── Material provided

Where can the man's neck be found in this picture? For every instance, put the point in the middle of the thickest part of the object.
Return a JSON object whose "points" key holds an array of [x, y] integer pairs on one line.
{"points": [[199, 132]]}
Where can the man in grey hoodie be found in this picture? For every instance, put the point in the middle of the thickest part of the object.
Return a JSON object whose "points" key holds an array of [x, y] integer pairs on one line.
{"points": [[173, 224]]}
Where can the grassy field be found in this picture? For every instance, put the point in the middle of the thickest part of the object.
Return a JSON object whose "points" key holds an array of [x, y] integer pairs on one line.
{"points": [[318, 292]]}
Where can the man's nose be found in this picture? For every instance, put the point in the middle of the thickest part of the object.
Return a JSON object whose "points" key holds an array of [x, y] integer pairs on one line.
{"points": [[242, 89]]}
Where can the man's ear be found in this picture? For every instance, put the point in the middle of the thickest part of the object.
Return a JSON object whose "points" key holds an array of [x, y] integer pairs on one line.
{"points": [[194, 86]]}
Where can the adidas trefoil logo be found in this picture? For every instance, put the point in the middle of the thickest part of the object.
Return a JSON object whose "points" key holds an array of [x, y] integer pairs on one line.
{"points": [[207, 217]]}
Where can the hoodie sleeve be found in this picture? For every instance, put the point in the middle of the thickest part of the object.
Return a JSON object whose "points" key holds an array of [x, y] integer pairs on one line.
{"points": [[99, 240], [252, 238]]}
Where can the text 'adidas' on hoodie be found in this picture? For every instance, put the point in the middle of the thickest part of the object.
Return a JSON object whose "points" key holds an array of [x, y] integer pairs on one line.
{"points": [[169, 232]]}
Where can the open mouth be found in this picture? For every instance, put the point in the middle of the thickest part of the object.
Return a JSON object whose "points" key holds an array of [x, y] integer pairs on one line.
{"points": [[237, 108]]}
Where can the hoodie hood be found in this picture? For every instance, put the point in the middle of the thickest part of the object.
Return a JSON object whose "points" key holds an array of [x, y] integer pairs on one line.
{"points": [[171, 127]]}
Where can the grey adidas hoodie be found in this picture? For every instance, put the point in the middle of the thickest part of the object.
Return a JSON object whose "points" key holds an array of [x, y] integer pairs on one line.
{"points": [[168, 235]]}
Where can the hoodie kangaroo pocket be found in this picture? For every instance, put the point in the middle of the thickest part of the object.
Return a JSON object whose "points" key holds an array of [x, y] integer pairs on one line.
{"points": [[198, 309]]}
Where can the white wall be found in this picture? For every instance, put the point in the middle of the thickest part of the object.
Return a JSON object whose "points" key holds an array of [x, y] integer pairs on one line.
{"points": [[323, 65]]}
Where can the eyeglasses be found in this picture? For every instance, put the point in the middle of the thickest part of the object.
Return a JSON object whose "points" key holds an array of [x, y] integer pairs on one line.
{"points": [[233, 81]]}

────
── Material provided

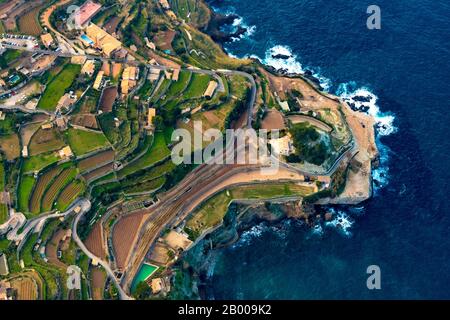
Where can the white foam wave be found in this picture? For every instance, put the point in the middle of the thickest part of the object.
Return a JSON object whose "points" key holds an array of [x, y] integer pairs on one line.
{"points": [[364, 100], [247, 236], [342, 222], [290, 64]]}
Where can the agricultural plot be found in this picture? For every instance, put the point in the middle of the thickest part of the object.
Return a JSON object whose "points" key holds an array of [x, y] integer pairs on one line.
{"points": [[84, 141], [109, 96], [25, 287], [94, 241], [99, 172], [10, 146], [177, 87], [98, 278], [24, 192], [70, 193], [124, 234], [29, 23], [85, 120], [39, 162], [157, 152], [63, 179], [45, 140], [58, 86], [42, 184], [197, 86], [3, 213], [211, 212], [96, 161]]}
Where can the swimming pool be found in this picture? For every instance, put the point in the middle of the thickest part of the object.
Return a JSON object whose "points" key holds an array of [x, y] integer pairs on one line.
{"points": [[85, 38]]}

────

## To be done
Report each line of the records that contains the word "white", copying those lines in full. Case matters.

## Output for this task
Where can the white wall be found in this picture? For every instance, put the point in the middle of the thickest part of the object.
Where can the white foam wave be found in this picture? For every instance, put the point in the middle of the thickest part of the object.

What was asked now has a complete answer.